(TASK BRIEF): Count the lines in the items below that contain the string "location" with matching case, and give only that number.

(RECORDS FOR THIS TASK):
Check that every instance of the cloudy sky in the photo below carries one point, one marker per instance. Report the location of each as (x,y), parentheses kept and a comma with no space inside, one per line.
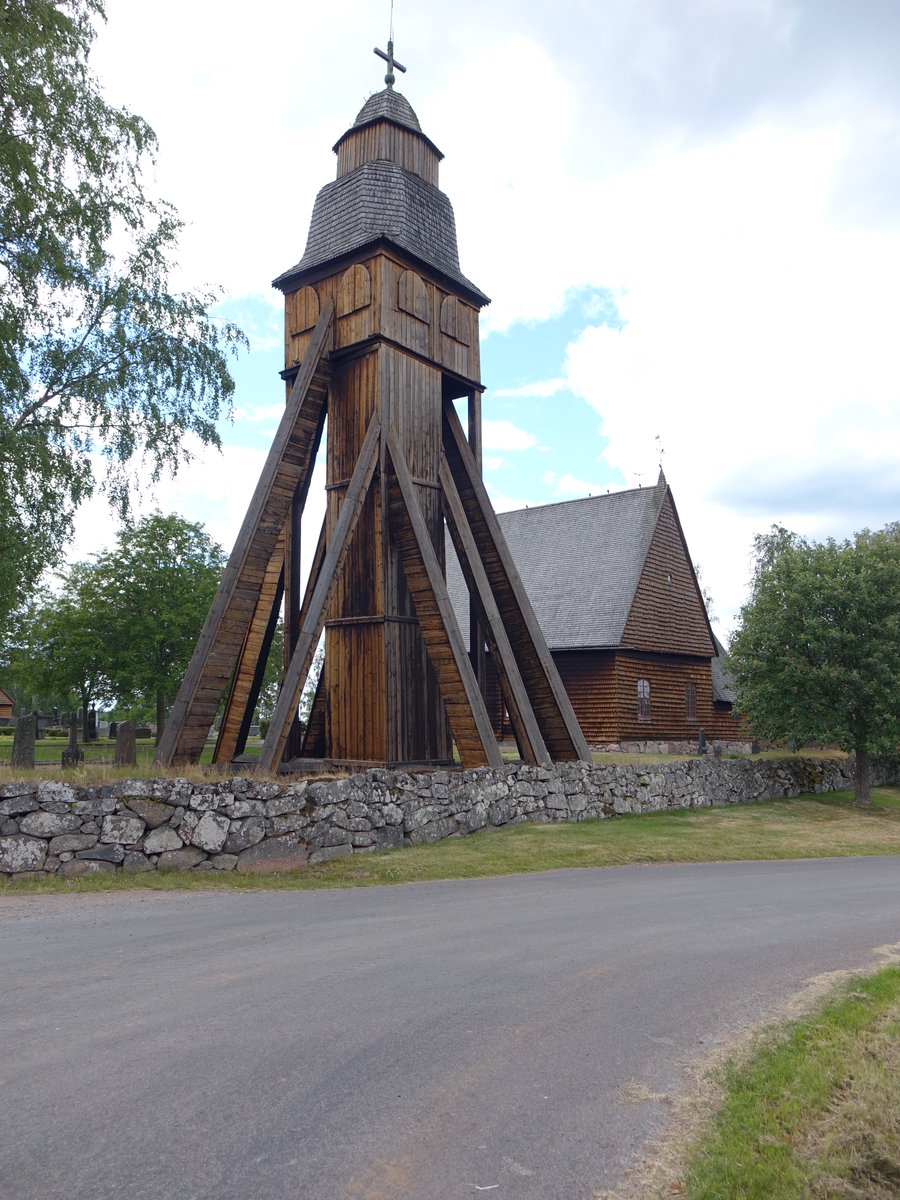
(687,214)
* * *
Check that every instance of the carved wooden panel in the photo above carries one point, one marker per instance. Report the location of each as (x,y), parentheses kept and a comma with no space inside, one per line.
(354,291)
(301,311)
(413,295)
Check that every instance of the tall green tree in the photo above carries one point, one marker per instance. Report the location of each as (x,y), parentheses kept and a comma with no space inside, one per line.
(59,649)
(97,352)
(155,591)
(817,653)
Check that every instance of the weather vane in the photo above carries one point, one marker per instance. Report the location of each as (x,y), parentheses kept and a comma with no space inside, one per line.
* * *
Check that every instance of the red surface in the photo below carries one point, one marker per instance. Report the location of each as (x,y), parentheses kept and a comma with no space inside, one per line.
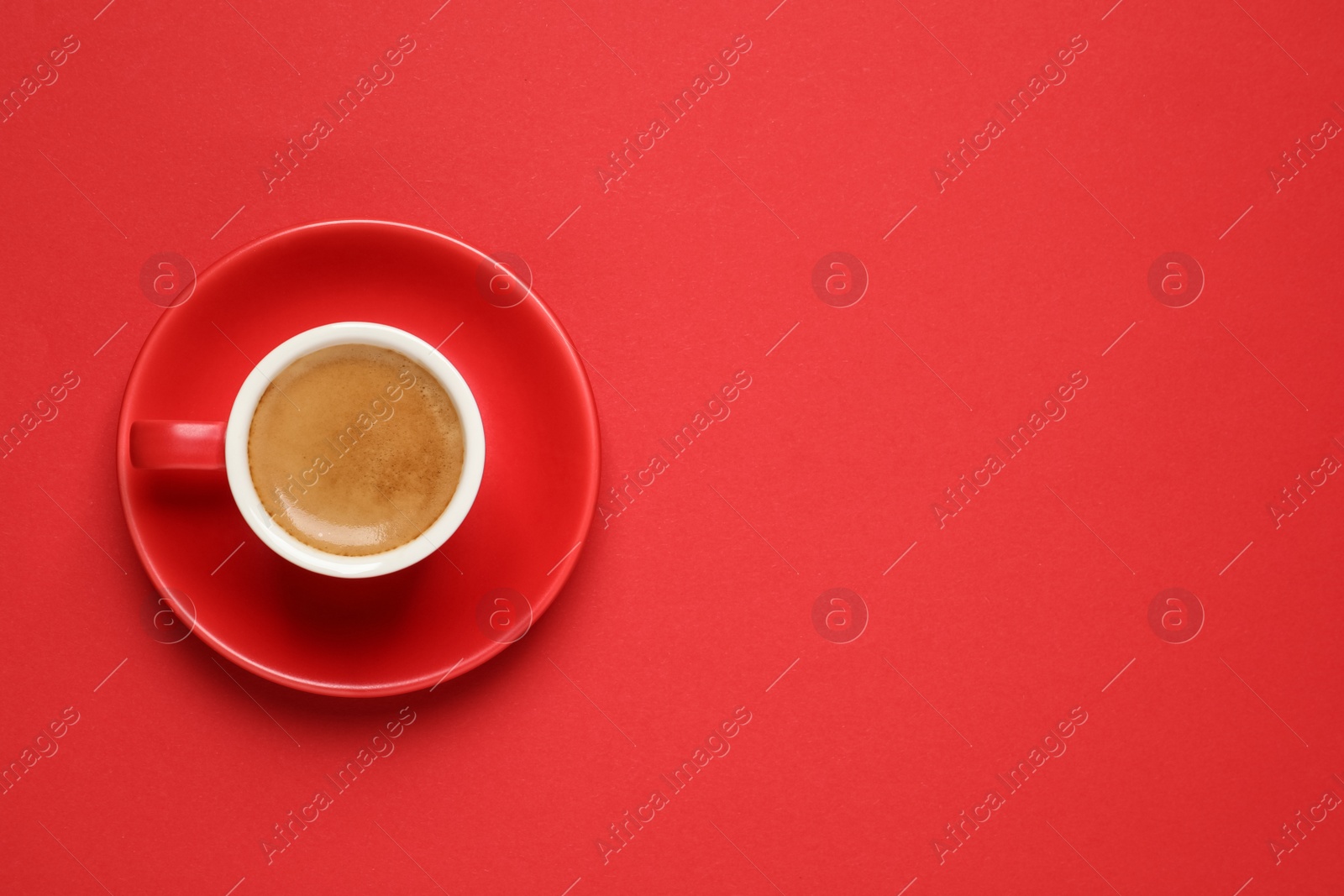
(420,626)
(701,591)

(WRITTEN ANSWER): 5